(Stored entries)
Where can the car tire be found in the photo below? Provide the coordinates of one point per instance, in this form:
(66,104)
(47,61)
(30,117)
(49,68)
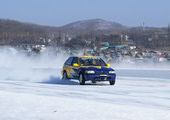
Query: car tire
(82,79)
(112,82)
(64,76)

_Do this:_ Write out the entire listing above verbatim, omitting the pictures.

_Finished task:_
Where can the car tire be found in the photo below? Provide the coordinates of one point per instance, in this form:
(66,104)
(47,61)
(30,117)
(49,68)
Query: car tire
(82,79)
(112,82)
(64,76)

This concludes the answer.